■ Цитируемый отрывок

Как-то несколько лет назад подписывал там книги и я. Динамики гремели, словно станки в цеху. Вокруг меня из-под шатких навесов в громкоговорители расхваливали свой товар торговцы, словно они стояли на базаре с мясом, птицей или овощами. Книги стоимостью в несколько сотен юаней каждая продавались кипами за бесценок. Стоило одному продавцу крикнуть «Двадцать юаней», как сосед орал в ответ: «Даром, даром — классики по десять юаней пачка!»

Кто-то вздохнул: «Словно торгуем не книгами, а макулатурой». И продавцы тут же начали зазывать народ криками: «Налетай! Достояние культуры по цене макулатуры!»

Хотя в тот день тридцать лет назад я остался с пустыми руками, но уже через несколько месяцев мои полки наполнились новыми книгами. Теперь я читал не урывками, а с толком и расстановкой.

Однажды меня спросили: «Что вам дали книги, прочитанные за тридцать лет?» Ответ на этот вопрос был бы бескрайним как море. Поэтому я промолчал.

В одном из эссе я так описал свой читательский опыт: «Великие литературные произведения всегда звали меня за собой в путь. Я, словно робкий ребенок, брался за край их одежды и шел за ними вслед по бесконечной реке времени. Возвращался я из этих увлекательных путешествий в одиночку, но дома обнаруживал, что вожатые остались со мной навсегда».

(Описания объектов в свободной форме)
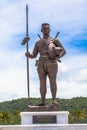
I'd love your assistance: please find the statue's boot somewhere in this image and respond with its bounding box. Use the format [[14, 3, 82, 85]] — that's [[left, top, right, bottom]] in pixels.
[[38, 98, 45, 106]]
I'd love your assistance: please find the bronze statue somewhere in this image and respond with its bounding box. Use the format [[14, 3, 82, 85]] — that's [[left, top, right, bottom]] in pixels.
[[23, 23, 66, 106]]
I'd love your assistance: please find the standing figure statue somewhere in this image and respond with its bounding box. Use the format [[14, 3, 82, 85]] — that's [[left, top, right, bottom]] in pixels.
[[23, 23, 66, 106]]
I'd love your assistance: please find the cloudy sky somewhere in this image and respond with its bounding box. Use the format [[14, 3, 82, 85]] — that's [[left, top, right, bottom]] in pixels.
[[0, 0, 87, 101]]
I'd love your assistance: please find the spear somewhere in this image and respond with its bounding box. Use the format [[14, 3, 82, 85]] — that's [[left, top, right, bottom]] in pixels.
[[22, 3, 30, 102]]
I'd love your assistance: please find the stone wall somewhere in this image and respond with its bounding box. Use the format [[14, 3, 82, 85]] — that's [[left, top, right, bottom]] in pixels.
[[0, 124, 87, 130]]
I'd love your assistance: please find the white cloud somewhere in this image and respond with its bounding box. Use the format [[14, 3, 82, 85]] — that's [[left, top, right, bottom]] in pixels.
[[0, 0, 87, 101]]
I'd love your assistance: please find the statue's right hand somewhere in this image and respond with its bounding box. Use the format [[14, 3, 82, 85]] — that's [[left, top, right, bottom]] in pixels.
[[22, 36, 30, 45], [25, 52, 31, 57]]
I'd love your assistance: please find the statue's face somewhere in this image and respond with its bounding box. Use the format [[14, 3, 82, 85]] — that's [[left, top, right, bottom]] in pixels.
[[41, 25, 50, 35]]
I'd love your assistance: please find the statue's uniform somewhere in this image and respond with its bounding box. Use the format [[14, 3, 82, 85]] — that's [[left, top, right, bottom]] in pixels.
[[31, 37, 66, 102]]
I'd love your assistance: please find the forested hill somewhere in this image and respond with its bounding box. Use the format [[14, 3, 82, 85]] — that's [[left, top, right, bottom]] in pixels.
[[0, 97, 87, 125]]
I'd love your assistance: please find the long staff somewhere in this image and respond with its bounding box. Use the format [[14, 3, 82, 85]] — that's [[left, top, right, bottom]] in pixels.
[[26, 4, 30, 101], [21, 3, 30, 102]]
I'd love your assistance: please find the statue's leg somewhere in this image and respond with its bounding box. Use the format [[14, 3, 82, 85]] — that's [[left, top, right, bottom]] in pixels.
[[39, 74, 47, 104], [48, 62, 58, 103]]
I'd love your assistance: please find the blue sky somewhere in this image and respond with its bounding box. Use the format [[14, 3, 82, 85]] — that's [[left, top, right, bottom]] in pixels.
[[0, 0, 87, 101]]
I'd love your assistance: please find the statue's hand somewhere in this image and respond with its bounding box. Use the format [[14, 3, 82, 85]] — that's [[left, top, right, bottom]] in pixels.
[[22, 36, 30, 45]]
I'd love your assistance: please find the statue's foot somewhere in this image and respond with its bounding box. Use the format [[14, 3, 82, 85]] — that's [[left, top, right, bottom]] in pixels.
[[38, 102, 45, 106], [52, 100, 58, 104]]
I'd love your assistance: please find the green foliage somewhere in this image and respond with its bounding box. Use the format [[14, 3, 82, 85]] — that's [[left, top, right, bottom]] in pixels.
[[0, 97, 87, 125]]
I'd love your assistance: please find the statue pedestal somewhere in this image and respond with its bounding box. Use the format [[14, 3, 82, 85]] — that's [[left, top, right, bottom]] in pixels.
[[20, 111, 69, 125]]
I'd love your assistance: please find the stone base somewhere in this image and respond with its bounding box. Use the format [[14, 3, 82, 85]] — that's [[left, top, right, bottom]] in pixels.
[[28, 104, 59, 112], [20, 111, 69, 125]]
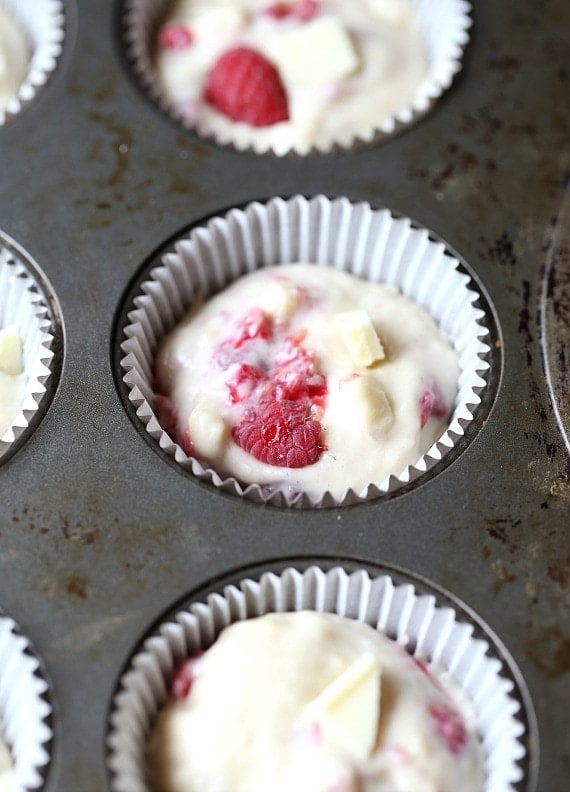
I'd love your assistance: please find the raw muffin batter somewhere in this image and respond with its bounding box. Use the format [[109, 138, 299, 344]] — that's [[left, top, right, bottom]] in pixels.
[[0, 0, 30, 112], [156, 264, 459, 500], [156, 0, 427, 153], [149, 611, 484, 792], [0, 326, 26, 437]]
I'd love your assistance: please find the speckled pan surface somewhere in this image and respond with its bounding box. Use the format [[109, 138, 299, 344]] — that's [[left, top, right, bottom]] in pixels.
[[0, 0, 570, 792]]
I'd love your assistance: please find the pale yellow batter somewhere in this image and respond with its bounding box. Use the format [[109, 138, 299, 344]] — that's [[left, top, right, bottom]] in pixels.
[[0, 0, 31, 111], [149, 611, 484, 792], [157, 265, 459, 499], [156, 0, 427, 154]]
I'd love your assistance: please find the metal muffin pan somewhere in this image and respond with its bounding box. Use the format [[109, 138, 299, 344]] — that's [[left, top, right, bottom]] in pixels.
[[0, 0, 570, 792]]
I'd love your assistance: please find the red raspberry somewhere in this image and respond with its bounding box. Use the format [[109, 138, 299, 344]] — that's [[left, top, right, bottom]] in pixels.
[[204, 47, 289, 127], [158, 25, 194, 50], [428, 703, 467, 756], [229, 308, 271, 349], [232, 398, 325, 468], [263, 0, 319, 22]]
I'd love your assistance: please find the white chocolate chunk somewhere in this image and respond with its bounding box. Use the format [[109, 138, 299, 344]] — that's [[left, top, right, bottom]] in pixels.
[[305, 652, 381, 760], [339, 376, 394, 433], [269, 16, 359, 85], [0, 325, 22, 376], [188, 400, 228, 458], [335, 308, 385, 366], [263, 282, 299, 321]]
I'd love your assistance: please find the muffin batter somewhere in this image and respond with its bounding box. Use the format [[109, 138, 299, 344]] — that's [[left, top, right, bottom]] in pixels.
[[155, 264, 459, 500], [149, 611, 484, 792], [0, 0, 30, 112], [156, 0, 427, 154]]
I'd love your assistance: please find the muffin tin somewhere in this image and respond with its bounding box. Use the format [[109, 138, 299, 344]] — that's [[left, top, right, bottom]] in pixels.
[[0, 0, 570, 792]]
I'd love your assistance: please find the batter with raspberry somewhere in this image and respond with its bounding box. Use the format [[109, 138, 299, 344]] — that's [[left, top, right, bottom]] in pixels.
[[149, 611, 484, 792], [156, 264, 459, 500], [155, 0, 427, 154]]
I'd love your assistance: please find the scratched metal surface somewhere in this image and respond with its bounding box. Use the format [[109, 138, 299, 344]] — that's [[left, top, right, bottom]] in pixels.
[[0, 0, 570, 792]]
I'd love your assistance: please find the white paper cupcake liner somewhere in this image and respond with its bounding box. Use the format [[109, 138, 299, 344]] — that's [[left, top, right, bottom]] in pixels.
[[107, 566, 530, 792], [0, 235, 54, 462], [0, 0, 65, 126], [124, 0, 472, 156], [121, 196, 490, 507], [0, 614, 53, 790]]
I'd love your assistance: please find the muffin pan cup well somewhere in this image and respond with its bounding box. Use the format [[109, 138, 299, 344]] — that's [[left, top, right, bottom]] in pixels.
[[0, 231, 63, 464], [0, 613, 53, 790], [122, 0, 471, 156], [0, 0, 570, 792], [117, 195, 492, 507], [107, 566, 533, 792], [0, 0, 65, 127]]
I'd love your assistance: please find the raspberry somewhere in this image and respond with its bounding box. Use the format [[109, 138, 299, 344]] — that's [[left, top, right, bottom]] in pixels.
[[232, 397, 325, 468], [428, 703, 467, 756], [170, 652, 203, 699], [263, 0, 319, 22], [229, 308, 271, 349], [158, 25, 194, 50], [204, 47, 289, 127], [273, 338, 328, 406], [420, 384, 448, 429]]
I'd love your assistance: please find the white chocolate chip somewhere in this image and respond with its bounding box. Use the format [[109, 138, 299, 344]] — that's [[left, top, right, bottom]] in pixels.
[[188, 400, 229, 459], [268, 16, 359, 85], [263, 281, 299, 321], [0, 325, 22, 376], [335, 308, 385, 366], [339, 375, 394, 433], [305, 652, 381, 761]]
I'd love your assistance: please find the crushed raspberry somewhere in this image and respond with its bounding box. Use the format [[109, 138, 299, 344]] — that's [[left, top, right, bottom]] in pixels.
[[428, 703, 467, 756], [158, 25, 194, 50], [273, 337, 328, 406], [170, 652, 203, 699], [204, 47, 289, 127], [263, 0, 319, 22], [420, 384, 449, 429], [232, 398, 325, 468], [226, 363, 266, 404]]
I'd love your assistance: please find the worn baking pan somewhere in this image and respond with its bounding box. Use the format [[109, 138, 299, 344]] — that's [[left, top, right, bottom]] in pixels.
[[0, 0, 570, 792]]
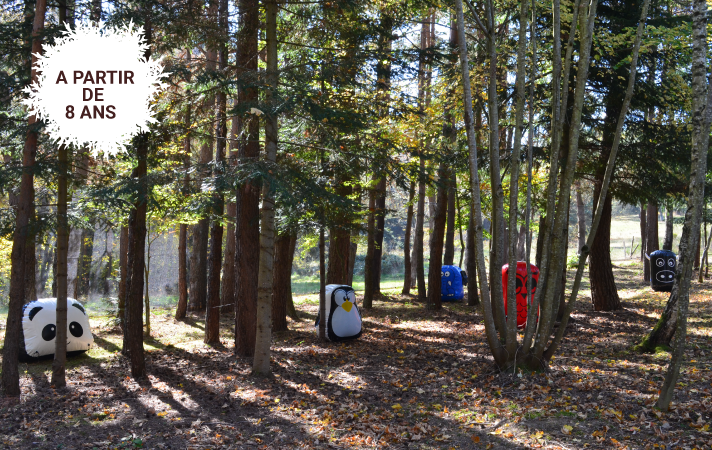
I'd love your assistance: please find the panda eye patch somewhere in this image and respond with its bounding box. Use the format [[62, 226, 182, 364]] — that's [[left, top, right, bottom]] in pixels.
[[42, 323, 57, 341], [69, 322, 84, 337], [27, 306, 42, 320]]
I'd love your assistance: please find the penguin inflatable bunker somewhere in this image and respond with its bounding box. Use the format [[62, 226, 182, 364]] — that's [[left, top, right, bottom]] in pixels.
[[314, 284, 361, 342], [440, 266, 465, 302], [20, 298, 94, 362]]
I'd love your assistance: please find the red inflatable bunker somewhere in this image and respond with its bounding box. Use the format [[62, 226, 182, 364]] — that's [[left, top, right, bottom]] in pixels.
[[502, 261, 539, 328]]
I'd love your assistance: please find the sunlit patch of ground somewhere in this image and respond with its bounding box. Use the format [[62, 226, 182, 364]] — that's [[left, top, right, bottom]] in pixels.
[[0, 263, 712, 449]]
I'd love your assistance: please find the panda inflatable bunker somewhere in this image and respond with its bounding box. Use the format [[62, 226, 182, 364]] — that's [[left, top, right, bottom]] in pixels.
[[645, 250, 677, 292], [314, 284, 361, 342], [20, 298, 94, 362]]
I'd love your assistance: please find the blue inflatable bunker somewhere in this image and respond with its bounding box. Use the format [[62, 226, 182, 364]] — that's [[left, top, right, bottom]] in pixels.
[[440, 266, 465, 302]]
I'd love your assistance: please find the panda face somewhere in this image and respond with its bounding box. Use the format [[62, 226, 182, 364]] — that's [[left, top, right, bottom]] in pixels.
[[333, 289, 356, 312], [22, 298, 94, 357]]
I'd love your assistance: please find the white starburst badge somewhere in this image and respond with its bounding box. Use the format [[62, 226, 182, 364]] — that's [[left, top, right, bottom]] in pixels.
[[23, 23, 166, 155]]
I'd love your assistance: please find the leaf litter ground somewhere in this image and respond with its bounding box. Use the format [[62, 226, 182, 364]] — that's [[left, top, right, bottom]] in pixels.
[[0, 264, 712, 449]]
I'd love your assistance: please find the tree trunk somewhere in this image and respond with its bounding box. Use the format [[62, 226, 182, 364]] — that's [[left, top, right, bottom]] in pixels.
[[346, 229, 360, 286], [466, 207, 480, 306], [35, 234, 57, 297], [124, 13, 152, 379], [175, 58, 192, 320], [2, 0, 47, 398], [363, 173, 386, 309], [188, 221, 209, 311], [287, 234, 298, 322], [220, 117, 239, 314], [235, 0, 260, 356], [77, 229, 94, 298], [413, 161, 426, 302], [443, 178, 457, 266], [663, 200, 673, 251], [117, 226, 129, 329], [67, 228, 82, 298], [143, 237, 153, 338], [272, 234, 296, 331], [252, 0, 279, 375], [517, 225, 527, 261], [576, 181, 586, 251], [326, 180, 352, 284], [640, 202, 648, 262], [205, 0, 228, 345], [317, 227, 326, 342], [655, 0, 712, 411], [401, 181, 415, 295], [427, 163, 449, 311], [52, 145, 69, 388], [588, 195, 621, 311], [643, 200, 660, 281], [372, 176, 386, 297]]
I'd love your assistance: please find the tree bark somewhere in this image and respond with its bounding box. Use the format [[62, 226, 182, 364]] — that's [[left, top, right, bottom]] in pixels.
[[287, 239, 298, 322], [588, 195, 621, 311], [317, 227, 326, 342], [663, 200, 673, 251], [205, 0, 228, 345], [124, 11, 152, 379], [655, 0, 712, 411], [455, 0, 505, 364], [235, 0, 260, 356], [401, 181, 415, 295], [117, 226, 129, 329], [363, 173, 386, 309], [2, 0, 47, 398], [77, 229, 94, 298], [272, 233, 297, 331], [67, 228, 82, 298], [326, 180, 352, 284], [640, 202, 648, 262], [346, 230, 360, 286], [52, 145, 69, 388], [220, 117, 239, 314], [175, 49, 192, 320], [426, 163, 449, 311], [443, 178, 457, 266], [576, 181, 586, 251], [252, 0, 279, 375], [465, 202, 480, 306], [373, 176, 386, 297], [540, 0, 650, 360], [643, 200, 660, 281]]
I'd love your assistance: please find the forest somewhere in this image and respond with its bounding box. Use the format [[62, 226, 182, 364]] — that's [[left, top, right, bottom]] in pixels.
[[0, 0, 712, 449]]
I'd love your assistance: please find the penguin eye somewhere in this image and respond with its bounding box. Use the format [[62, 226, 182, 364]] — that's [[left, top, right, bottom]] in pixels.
[[334, 289, 346, 306]]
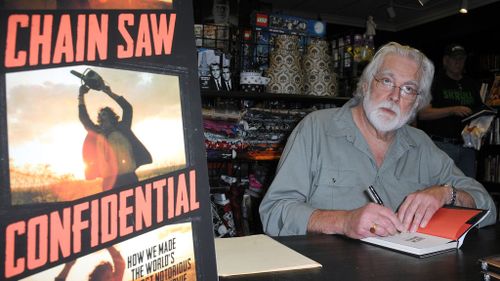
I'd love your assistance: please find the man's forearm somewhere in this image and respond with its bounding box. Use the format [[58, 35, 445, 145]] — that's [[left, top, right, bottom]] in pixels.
[[307, 210, 347, 234]]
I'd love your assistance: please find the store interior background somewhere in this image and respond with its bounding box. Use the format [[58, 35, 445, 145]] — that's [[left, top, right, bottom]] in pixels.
[[193, 0, 500, 79], [193, 0, 500, 237]]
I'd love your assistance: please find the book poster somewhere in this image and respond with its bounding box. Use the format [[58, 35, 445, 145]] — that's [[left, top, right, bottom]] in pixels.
[[0, 0, 217, 281], [22, 223, 196, 281]]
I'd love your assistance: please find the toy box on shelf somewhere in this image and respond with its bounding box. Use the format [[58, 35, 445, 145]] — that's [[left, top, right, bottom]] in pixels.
[[241, 13, 326, 71]]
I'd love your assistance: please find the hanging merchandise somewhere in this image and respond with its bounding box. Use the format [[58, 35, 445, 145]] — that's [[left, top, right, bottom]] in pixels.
[[267, 34, 304, 94], [303, 39, 337, 96]]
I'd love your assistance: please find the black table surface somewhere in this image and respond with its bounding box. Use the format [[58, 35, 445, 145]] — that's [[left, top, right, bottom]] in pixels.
[[220, 223, 500, 281]]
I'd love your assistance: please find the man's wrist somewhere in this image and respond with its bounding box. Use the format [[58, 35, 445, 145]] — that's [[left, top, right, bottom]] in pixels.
[[441, 183, 457, 206]]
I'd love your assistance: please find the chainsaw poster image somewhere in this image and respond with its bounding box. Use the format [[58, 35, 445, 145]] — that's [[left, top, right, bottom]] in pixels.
[[6, 65, 186, 205], [22, 223, 196, 281], [0, 0, 217, 281]]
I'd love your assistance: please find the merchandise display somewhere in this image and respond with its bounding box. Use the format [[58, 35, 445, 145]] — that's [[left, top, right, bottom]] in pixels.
[[302, 39, 337, 96], [267, 35, 304, 94]]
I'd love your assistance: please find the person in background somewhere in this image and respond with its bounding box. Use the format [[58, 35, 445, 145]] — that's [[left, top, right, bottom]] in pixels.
[[208, 63, 223, 91], [259, 42, 496, 239], [222, 66, 233, 91], [418, 44, 482, 177]]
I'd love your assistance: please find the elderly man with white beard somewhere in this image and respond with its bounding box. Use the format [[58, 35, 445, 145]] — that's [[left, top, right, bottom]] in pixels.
[[259, 42, 496, 239]]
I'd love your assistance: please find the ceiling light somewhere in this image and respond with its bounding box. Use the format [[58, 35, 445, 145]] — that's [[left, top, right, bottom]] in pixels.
[[418, 0, 429, 6], [458, 0, 468, 14], [387, 6, 396, 19]]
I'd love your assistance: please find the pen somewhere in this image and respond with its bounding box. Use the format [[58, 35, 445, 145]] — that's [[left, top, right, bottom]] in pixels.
[[368, 185, 384, 206]]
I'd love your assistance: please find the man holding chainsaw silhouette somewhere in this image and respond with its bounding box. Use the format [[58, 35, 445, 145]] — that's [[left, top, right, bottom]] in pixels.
[[75, 68, 152, 190]]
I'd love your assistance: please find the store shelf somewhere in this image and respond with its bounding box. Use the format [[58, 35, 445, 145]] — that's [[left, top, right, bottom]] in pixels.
[[201, 90, 350, 106]]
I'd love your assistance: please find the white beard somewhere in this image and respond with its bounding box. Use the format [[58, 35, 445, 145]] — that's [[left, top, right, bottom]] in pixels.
[[363, 92, 413, 132]]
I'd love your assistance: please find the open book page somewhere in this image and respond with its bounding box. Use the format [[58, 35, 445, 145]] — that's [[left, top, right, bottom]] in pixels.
[[361, 232, 457, 256], [215, 234, 321, 276]]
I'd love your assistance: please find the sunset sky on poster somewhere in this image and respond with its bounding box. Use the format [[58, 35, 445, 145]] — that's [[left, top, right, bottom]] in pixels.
[[6, 66, 186, 182]]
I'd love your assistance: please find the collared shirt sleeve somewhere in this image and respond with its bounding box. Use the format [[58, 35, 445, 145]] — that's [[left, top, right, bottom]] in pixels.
[[260, 114, 314, 235], [420, 133, 497, 227]]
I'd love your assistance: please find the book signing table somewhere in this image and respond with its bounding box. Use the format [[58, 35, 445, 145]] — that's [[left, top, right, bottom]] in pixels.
[[220, 223, 500, 281]]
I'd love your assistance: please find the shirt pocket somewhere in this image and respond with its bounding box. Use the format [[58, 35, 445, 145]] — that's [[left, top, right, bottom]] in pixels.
[[309, 167, 366, 210]]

■ Задания к упражнению
• A. Сколько, по крику соседа-продавца в отрывке о книгах, стоила пачка классиков?
• B. Почему рассказчик промолчал, когда его спросили, что ему дали книги, прочитанные за тридцать лет? Объясните по отрывку о книгах.
• C. Продолжите отрывок о книгах с того места, где он обрывается.

■ Ответы к заданиям
• A. Десять юаней за пачку.

• B. Ответ на этот вопрос был бы бескрайним, как море. Поэтому рассказчик промолчал.

• C.
В сентябре 2006 года мы с женой, гуляя по Дюссельдорфу, набрели на дом Гейне. Соседние дома были красные, а он — черный и, казалось, еще стариннее, чем они. Словно дедушка, стоящий среди сыновей на выцветшей фотографии.

И тут я вспомнил случай из детства, произошедший в нашей больнице.

Я уже рассказывал, что мы жили в больничном общежитии. Тогда городских служащих обычно селили на той же территории, где они работали. Поэтому я знал нашу больницу как свои пять пальцев. Я заходил в ординаторскую, протирал руки несколькими ватками со спиртом и шел дальше в коридоры, где беседовал со старыми больными и знакомился с новыми. Мылся я тогда редко, но протирал руки спиртом не меньше десяти раз на дню, наверное, это были самые чистые руки в мире. Наша больница благоухала лизолом. Мои одноклассники сказали бы «воняла», но мне этот запах нравился: я считал, что он обеззараживает легкие. Я и сейчас вспоминаю его с удовольствием — ведь это аромат детства.

Отец был хирургом. Мы с братом часто играли рядом с его операционной. Особенно мы любили бегать между прохладными свежевыстиранными простынями, которые в солнечные дни развешивали на огромной площадке перед больницей.

Светлые воспоминания первых лет! Но они запятнаны кровью. Я часто видел, как отец выходит после операции в окровавленном халате и маске. Неподалеку был пруд. Сестры опорожняли туда ведра с какими-то красными внутренностями, вырезанными из пациентов. Летом пруд источал зловоние. Его сплошным ковром покрывали мухи.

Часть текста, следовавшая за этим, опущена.